» 文書抜粋
┏━━
説明

経路案内システム及び経路案内方法

【課題】運転者が案内交差点を正確に認識することができるようにする。
【解決手段】現在地検出部と、探索経路を探索する経路探索処理手段と、探索経路上の案内交差点の手前の所定の箇所に経路案内地点を設定する経路案内地点設定処理手段と、経路案内地点から案内交差点までの探索経路上の信号機及び地物に基づいて交差点の数を算出する交差点計数処理手段と、経路案内地点に到達すると、交差点の数に基づいて音声出力を行う音声出力処理手段とを有する。経路案内地点から案内交差点までの探索経路上の信号機及び地物に基づいて交差点の数が算出され、経路案内が行われるので、運転者にとって、通知された交差点がどの交差点であるかを判断するのが容易になる。

【発明の詳細な説明】
【技術分野】
【0001】
本発明は、経路案内システム及び経路案内方法に関するものである。
┗━━
ポインティング記録:
┏━━
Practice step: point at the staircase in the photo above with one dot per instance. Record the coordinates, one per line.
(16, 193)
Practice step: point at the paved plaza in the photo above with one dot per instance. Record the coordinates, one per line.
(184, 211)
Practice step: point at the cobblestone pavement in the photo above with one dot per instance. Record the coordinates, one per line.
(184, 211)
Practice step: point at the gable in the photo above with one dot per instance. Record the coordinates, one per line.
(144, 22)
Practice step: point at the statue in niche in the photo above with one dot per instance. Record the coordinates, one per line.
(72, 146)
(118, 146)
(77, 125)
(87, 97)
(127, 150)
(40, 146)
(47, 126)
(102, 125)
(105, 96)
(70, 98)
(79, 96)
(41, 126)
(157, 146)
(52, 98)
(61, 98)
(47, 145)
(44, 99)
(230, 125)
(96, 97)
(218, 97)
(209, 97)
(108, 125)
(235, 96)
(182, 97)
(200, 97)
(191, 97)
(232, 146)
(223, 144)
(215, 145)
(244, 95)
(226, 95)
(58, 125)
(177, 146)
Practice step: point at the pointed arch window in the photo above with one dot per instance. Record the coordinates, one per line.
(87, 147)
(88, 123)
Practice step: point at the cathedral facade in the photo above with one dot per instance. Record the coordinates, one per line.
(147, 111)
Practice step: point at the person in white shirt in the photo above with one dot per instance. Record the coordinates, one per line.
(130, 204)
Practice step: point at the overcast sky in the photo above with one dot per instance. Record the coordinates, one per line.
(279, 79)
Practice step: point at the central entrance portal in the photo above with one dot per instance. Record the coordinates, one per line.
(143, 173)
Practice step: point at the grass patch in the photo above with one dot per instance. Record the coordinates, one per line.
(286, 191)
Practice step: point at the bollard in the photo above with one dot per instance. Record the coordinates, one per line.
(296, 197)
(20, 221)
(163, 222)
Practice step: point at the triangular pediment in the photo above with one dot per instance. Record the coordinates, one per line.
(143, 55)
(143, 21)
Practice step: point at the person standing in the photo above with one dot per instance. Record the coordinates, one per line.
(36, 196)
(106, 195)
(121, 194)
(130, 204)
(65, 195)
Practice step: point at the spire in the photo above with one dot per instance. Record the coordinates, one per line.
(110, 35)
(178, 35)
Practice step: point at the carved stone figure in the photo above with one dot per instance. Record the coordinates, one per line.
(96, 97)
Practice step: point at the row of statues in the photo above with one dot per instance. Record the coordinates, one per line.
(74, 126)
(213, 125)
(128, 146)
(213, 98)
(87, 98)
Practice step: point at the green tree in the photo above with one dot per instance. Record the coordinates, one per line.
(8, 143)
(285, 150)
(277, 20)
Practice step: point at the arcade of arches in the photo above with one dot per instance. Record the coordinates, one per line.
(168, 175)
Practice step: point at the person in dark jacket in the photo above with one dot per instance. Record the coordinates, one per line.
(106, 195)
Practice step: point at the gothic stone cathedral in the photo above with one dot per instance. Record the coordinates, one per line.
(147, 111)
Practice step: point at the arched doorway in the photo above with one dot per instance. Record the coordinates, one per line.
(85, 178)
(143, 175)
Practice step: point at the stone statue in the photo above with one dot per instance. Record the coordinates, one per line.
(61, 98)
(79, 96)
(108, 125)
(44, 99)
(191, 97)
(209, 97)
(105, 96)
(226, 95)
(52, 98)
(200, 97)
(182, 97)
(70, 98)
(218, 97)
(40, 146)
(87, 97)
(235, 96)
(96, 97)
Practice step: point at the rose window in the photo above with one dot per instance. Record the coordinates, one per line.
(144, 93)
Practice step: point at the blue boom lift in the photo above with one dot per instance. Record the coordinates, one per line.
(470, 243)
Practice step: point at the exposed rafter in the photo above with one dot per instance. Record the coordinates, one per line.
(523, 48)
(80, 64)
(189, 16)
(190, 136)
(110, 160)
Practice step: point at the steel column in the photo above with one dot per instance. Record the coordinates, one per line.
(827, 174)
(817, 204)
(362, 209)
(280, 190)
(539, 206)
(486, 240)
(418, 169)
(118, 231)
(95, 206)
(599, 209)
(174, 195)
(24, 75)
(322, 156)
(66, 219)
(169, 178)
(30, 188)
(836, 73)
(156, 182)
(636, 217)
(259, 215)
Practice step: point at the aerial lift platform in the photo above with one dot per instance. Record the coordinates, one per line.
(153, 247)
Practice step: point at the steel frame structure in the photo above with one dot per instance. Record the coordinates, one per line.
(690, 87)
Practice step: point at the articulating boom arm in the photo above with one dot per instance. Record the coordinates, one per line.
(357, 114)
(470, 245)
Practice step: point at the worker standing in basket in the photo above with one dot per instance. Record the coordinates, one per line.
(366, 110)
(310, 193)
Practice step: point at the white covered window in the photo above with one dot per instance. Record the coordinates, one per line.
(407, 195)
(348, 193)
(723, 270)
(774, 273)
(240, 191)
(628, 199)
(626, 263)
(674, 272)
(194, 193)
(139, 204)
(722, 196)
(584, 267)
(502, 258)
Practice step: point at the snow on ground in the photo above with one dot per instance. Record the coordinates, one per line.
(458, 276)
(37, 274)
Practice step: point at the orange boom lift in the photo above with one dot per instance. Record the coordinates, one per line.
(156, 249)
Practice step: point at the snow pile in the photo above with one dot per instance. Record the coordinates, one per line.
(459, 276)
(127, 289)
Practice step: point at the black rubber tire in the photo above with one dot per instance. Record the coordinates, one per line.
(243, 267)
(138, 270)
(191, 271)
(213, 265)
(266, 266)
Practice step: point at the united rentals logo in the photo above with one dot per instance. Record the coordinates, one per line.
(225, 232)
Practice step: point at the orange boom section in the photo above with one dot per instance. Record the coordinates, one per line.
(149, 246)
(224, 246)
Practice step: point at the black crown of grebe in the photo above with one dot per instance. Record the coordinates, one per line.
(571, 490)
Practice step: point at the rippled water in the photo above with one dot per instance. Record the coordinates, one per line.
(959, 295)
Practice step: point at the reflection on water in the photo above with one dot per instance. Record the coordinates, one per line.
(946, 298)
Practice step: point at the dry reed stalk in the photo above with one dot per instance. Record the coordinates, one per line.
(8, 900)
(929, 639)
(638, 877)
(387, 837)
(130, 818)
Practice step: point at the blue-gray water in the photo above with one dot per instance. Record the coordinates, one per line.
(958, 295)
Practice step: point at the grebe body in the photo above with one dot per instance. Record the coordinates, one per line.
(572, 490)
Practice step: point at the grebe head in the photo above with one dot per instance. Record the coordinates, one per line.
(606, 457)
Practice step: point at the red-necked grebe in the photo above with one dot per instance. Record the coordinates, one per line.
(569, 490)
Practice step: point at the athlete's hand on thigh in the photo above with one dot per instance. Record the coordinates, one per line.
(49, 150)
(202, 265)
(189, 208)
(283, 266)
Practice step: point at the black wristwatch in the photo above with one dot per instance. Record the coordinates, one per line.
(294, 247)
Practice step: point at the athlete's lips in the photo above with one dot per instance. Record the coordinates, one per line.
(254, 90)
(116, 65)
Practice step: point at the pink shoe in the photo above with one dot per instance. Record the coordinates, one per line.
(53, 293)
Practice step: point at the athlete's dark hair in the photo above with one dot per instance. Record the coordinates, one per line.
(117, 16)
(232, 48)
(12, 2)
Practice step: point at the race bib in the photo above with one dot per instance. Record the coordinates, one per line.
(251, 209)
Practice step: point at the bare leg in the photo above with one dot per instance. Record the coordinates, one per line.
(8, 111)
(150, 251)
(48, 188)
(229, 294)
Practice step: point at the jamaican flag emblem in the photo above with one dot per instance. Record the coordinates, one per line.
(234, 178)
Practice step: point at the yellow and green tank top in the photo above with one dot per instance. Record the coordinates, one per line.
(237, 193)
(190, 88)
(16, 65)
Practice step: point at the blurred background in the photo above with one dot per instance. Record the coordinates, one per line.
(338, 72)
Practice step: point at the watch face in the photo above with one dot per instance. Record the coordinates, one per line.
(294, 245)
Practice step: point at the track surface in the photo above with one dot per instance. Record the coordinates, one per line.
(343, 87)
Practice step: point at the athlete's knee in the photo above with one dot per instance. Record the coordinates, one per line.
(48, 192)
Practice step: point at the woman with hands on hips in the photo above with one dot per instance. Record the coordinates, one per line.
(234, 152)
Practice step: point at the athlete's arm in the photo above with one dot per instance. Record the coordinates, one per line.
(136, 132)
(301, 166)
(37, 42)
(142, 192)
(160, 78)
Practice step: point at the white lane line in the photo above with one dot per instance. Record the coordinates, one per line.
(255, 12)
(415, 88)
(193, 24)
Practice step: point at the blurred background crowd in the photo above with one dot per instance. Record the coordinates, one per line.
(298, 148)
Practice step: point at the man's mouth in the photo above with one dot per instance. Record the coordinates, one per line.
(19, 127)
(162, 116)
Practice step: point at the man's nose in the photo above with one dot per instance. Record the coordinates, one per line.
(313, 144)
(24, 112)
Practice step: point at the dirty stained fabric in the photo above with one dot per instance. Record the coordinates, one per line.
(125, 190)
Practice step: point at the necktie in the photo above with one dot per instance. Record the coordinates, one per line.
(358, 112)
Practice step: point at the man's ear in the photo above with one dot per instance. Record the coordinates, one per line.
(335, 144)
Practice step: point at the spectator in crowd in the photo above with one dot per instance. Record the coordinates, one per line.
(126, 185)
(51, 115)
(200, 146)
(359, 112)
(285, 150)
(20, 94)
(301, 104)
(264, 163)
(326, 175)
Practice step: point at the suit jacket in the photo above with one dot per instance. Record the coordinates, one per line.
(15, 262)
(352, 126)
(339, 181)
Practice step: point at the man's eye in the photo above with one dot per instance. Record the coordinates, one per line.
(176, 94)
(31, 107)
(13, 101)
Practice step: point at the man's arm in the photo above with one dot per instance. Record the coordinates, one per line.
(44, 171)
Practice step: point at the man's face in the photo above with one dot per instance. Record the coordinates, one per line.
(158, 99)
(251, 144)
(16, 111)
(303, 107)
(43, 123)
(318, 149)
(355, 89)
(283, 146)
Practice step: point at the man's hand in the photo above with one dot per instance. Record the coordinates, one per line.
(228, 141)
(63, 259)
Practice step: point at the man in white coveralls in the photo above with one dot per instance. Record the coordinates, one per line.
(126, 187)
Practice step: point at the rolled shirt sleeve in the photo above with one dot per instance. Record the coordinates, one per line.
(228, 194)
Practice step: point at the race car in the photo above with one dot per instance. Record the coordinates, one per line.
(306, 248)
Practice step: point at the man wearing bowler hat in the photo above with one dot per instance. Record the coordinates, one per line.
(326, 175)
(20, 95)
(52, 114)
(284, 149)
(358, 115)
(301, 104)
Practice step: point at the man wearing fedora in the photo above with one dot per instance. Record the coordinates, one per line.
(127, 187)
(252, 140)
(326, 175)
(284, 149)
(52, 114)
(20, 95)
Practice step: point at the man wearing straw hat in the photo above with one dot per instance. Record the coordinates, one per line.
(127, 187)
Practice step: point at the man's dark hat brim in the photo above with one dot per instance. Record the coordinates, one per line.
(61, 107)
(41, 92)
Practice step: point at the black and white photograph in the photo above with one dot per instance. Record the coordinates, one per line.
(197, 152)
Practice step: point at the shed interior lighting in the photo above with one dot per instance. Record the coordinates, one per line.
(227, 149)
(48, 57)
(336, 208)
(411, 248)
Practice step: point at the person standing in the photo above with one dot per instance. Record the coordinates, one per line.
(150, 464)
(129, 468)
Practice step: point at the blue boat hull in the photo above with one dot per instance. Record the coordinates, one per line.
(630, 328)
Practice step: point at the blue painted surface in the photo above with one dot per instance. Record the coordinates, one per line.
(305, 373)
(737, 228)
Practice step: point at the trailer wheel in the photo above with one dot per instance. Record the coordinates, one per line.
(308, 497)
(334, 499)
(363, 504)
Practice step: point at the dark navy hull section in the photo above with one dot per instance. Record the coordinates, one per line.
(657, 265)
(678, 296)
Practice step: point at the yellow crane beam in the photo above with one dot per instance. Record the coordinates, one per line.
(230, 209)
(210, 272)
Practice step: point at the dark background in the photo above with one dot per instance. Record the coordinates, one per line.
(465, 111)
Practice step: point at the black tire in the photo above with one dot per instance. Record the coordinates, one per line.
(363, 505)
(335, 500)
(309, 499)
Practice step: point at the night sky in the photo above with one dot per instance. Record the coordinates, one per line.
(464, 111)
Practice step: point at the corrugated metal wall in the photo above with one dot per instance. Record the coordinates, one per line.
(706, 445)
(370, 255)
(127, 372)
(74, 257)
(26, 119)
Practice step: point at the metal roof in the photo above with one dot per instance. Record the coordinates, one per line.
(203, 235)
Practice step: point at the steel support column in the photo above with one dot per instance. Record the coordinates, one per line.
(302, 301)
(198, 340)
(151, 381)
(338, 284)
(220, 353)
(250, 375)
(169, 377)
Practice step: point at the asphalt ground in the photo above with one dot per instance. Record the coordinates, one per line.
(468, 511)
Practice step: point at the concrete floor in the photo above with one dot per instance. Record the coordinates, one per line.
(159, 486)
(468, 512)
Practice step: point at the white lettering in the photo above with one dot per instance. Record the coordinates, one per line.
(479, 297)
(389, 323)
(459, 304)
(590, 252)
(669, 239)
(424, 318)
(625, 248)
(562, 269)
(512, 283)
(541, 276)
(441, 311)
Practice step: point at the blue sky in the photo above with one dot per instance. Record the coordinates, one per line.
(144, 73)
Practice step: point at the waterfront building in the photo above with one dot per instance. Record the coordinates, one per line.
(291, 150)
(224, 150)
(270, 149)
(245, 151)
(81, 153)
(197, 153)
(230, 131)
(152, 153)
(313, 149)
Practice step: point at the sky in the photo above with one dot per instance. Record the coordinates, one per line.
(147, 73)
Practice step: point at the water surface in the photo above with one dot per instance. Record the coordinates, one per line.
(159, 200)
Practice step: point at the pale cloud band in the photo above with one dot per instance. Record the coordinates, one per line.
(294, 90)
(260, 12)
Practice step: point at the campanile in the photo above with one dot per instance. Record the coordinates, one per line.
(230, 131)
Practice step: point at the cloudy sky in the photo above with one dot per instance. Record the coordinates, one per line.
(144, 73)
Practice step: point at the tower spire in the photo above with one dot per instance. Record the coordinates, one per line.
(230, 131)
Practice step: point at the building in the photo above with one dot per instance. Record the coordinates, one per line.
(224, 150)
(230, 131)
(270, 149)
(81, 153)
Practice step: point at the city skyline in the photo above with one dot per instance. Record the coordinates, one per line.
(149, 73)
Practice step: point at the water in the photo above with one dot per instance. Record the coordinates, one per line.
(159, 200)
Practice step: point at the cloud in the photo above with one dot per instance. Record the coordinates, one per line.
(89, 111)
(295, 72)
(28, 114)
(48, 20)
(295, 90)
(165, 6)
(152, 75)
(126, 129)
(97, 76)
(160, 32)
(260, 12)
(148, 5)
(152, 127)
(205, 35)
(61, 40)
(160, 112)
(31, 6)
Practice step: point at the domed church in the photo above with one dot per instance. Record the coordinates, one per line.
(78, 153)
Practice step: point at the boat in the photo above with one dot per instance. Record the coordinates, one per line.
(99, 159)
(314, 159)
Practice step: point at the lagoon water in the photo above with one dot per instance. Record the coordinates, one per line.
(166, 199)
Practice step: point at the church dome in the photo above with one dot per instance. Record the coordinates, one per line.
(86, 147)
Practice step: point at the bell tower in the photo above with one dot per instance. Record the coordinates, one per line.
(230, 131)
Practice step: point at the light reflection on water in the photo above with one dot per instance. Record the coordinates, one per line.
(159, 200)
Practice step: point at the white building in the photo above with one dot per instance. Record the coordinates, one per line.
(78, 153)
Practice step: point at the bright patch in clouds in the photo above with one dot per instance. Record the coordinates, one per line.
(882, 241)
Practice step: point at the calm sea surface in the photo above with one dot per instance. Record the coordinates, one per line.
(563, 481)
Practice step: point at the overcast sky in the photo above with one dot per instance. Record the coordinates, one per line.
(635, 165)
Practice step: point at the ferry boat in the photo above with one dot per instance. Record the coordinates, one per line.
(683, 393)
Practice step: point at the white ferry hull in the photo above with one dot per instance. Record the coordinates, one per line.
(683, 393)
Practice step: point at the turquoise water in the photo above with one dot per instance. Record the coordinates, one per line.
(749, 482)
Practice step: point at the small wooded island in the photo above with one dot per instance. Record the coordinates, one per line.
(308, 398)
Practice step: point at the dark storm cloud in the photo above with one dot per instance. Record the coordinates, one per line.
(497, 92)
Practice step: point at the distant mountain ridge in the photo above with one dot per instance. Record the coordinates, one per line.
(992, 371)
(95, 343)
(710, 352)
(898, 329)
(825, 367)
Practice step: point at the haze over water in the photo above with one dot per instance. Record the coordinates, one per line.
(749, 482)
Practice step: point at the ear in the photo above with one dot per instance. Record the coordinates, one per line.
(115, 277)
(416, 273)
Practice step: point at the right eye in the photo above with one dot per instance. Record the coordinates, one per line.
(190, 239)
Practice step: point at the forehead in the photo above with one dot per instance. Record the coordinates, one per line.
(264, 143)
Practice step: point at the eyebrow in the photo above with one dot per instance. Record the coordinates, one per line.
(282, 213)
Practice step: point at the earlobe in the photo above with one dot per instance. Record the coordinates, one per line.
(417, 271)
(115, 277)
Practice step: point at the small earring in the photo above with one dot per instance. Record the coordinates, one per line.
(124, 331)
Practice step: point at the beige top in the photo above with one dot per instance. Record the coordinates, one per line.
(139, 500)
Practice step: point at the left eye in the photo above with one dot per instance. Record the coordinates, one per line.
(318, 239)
┗━━
上にある経路案内システムの文書について、最後の文の後に続く部分を書いてください。

【背景技術】
【0002】
従来、ナビゲーション装置においては、例えば、GPS(グローバルポジショニングシステム)によって自車である車両の現在の位置、すなわち、現在地が検出され、データ記録部から地図データが読み出され、表示部に地図画面が形成され、該地図画面に、現在地を表す自車位置、該自車位置の周辺の地図等が表示されるようになっている。したがって、運転者は、前記地図画面に表示された自車位置等に従って車両を走行させることができる。
【0003】
また、運転者が目的地を入力し、探索条件を設定すると、該探索条件に基づいて、経路探索処理が行われ、前記地図データに従って現在地で表される出発地から目的地までの経路が探索される。そして、探索された経路、すなわち、探索経路は前記地図画面に自車位置と共に表示され、探索経路の案内、すなわち、経路案内が行われる。したがって、運転者は、表示された探索経路に沿って車両を走行させることができる。
【0004】
ところで、前記経路案内において、所定の交差点で車両を右左折させる必要がある場合、前記交差点、すなわち、案内交差点に車両が到達する前に、例えば、音声を出力し、経路案内が行われるようになっている。そのために、探索経路上の前記案内交差点より手前の、各設定された距離だけ離れた箇所に、一つ以上の経路案内地点が設定され、各経路案内地点に車両が到達すると、経路案内地点ごとにあらかじめ設定された内容の案内が音声で出力される(例えば、特許文献1参照。)。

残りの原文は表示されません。